-- Begin RECORDS FOR THIS EXERCISE --

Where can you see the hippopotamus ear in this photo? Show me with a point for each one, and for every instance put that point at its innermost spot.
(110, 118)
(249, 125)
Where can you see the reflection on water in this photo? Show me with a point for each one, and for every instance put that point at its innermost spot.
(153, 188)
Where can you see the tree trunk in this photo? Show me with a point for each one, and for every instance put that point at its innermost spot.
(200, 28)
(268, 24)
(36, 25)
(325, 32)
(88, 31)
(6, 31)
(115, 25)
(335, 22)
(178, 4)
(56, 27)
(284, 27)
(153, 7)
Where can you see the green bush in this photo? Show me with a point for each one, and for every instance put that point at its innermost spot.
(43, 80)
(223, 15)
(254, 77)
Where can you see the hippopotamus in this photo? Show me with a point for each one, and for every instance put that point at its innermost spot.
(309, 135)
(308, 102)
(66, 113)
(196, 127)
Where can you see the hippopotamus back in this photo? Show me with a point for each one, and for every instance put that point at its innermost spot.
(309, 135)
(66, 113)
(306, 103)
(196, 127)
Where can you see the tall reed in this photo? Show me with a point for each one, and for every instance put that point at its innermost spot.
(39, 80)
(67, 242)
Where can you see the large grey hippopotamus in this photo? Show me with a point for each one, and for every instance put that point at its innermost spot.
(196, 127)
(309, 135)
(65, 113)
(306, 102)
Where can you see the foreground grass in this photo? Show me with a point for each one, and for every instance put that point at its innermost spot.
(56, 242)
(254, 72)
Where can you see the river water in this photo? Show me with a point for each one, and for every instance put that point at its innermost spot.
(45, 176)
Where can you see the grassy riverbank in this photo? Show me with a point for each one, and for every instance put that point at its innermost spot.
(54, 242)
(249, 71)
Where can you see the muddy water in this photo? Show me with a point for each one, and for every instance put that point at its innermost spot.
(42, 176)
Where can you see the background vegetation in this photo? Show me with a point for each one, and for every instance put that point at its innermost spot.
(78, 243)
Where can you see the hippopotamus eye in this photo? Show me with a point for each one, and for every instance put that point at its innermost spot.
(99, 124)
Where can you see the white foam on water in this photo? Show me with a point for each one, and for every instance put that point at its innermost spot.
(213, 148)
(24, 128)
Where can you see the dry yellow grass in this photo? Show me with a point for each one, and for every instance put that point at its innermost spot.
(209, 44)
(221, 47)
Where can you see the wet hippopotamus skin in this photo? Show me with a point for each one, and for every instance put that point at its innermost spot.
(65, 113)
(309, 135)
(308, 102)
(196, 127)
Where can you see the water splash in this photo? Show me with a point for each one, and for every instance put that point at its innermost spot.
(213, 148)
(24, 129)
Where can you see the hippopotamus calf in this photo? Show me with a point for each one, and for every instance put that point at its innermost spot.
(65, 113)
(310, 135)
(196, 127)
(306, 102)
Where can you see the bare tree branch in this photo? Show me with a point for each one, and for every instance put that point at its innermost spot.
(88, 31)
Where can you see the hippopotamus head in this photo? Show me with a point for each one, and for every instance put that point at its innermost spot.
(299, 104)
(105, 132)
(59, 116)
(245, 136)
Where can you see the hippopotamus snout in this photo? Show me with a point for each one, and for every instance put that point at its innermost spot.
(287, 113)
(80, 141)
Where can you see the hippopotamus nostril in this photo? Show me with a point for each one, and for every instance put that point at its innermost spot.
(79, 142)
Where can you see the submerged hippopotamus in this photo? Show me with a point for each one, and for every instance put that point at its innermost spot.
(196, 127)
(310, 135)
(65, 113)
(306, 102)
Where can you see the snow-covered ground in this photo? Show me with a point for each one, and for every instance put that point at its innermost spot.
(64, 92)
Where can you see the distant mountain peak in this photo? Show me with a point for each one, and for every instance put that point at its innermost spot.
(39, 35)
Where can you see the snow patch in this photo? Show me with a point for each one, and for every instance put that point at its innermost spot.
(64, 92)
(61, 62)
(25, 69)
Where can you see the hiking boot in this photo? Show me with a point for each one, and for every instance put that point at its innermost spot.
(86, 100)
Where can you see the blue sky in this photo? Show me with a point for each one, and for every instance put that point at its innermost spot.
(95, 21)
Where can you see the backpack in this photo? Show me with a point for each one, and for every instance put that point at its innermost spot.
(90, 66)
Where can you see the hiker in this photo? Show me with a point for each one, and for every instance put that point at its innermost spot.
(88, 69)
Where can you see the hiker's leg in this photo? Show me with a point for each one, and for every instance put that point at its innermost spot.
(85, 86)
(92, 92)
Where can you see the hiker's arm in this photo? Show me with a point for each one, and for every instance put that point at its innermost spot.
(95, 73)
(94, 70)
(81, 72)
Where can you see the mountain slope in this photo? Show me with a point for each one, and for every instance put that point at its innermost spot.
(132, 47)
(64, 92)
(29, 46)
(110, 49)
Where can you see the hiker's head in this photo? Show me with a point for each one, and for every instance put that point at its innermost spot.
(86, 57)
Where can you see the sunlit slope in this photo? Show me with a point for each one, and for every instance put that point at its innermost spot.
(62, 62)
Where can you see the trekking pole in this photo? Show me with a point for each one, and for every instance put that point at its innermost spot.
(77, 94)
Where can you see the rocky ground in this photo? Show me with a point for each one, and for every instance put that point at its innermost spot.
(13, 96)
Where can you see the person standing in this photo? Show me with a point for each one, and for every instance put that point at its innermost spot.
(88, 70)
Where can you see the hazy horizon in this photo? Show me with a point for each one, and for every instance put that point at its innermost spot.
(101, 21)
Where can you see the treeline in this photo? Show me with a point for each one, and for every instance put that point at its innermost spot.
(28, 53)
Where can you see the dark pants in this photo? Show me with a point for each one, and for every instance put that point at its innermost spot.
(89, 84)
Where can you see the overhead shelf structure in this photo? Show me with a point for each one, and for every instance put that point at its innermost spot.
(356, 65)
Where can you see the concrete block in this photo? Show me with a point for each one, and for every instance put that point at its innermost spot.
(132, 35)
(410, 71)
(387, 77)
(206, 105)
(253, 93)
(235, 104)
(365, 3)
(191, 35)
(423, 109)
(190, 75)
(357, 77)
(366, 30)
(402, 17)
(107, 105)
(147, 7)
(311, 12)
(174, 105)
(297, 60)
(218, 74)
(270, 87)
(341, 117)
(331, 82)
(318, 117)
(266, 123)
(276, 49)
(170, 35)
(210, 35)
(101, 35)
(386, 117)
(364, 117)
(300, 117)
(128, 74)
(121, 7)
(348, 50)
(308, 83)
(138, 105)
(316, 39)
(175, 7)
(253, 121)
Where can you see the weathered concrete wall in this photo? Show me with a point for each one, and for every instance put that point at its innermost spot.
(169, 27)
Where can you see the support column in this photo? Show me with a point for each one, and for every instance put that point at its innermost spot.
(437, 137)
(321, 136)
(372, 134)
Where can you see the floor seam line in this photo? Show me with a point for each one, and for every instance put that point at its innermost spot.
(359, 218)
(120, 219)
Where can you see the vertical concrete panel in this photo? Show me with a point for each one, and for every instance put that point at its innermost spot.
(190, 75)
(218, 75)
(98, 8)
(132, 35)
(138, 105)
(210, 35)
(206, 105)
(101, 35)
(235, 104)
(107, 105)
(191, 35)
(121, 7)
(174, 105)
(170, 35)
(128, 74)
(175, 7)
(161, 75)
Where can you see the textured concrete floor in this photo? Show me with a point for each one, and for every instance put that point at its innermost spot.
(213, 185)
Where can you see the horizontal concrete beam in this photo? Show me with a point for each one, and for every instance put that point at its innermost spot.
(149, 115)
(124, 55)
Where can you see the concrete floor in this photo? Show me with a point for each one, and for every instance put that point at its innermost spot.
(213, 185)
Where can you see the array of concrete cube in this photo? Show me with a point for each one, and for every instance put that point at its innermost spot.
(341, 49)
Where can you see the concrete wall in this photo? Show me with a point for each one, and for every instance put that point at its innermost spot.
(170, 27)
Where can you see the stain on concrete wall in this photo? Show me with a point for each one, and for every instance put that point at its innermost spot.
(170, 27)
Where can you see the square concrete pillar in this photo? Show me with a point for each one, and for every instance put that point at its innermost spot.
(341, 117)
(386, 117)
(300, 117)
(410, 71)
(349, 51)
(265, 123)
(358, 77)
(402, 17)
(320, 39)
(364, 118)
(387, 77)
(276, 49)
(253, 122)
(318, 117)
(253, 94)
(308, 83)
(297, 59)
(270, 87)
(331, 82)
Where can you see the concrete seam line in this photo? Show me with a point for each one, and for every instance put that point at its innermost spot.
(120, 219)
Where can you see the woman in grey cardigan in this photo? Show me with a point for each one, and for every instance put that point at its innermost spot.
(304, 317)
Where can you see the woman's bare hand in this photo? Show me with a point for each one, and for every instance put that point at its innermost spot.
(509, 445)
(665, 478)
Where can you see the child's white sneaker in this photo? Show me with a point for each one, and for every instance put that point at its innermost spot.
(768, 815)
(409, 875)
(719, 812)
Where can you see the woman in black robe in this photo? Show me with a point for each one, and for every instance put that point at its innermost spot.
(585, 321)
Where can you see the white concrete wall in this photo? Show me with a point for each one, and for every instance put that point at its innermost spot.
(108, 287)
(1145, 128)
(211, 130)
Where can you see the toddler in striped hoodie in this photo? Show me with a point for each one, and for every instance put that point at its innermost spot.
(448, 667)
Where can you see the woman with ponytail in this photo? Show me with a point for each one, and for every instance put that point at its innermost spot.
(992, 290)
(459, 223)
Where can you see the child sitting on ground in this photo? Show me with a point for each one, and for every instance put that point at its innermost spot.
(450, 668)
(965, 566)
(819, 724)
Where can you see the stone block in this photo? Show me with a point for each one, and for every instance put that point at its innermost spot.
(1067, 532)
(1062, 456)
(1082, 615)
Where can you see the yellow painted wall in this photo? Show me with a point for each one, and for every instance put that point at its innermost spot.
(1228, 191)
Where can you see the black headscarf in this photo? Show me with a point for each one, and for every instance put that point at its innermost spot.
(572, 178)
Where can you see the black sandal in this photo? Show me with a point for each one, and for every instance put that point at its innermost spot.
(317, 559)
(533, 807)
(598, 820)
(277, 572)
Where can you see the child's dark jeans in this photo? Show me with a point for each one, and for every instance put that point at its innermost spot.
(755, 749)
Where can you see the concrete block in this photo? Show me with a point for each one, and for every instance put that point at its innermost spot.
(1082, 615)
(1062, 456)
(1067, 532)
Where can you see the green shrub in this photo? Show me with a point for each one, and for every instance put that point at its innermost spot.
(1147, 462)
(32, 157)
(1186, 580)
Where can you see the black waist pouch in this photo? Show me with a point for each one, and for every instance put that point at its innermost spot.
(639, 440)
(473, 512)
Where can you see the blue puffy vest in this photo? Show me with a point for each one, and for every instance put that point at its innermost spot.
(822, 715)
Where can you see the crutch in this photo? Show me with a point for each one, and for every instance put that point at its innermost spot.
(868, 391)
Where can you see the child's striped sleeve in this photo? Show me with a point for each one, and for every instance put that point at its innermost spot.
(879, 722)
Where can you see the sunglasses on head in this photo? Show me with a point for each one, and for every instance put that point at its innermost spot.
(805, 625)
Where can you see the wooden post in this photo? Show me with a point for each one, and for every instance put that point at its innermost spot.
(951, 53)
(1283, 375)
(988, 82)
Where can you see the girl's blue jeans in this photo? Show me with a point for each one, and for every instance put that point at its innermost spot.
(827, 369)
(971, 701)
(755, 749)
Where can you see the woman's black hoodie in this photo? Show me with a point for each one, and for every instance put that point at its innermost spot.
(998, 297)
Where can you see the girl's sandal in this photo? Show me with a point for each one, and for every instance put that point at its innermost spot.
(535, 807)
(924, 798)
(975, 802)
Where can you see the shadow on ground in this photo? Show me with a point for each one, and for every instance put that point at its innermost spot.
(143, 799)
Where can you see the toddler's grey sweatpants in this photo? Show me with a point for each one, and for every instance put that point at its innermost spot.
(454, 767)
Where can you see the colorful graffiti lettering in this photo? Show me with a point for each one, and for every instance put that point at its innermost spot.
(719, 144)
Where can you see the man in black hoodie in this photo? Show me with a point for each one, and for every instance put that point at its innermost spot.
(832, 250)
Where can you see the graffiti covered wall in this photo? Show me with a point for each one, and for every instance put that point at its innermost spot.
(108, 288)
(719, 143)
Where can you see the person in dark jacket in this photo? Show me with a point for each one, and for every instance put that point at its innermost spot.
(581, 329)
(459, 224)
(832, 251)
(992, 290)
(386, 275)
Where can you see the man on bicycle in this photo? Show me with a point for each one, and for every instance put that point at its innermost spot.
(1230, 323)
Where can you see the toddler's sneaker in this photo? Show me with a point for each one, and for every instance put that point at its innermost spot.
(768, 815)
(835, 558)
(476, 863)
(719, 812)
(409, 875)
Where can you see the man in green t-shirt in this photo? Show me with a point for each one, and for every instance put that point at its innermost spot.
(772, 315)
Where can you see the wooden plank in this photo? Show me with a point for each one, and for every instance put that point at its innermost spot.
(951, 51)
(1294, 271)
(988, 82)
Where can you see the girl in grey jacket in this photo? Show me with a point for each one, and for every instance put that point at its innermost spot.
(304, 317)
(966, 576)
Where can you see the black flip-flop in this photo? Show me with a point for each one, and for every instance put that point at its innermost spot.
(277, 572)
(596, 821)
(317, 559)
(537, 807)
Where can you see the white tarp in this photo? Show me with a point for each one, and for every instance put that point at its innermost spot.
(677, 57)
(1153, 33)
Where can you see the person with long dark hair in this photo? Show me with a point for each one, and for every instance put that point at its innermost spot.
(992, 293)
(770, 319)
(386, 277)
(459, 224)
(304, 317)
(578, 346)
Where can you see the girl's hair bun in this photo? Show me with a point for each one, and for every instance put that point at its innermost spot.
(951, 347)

-- End RECORDS FOR THIS EXERCISE --

THE EXERCISE
Take the lines from the one containing "Where can you see the white tarp" through the end of the entries and write them out again with "innermost" replaced by "most central", keeping everything else unchanged.

COMPLETED EXERCISE
Where can you see the white tarp in this photo? Show me with a point for each one, and for every instance put that point at its most central spot.
(677, 57)
(1153, 33)
Where can you see the person with long dark hair in this photo? Show me with a point for each one, and for every instance put that point at its most central spot.
(992, 293)
(770, 319)
(386, 277)
(459, 224)
(304, 317)
(578, 346)
Where can you see the girl's hair bun in this photo? Show me with a point for each one, and for every instance put that point at its most central spot.
(951, 347)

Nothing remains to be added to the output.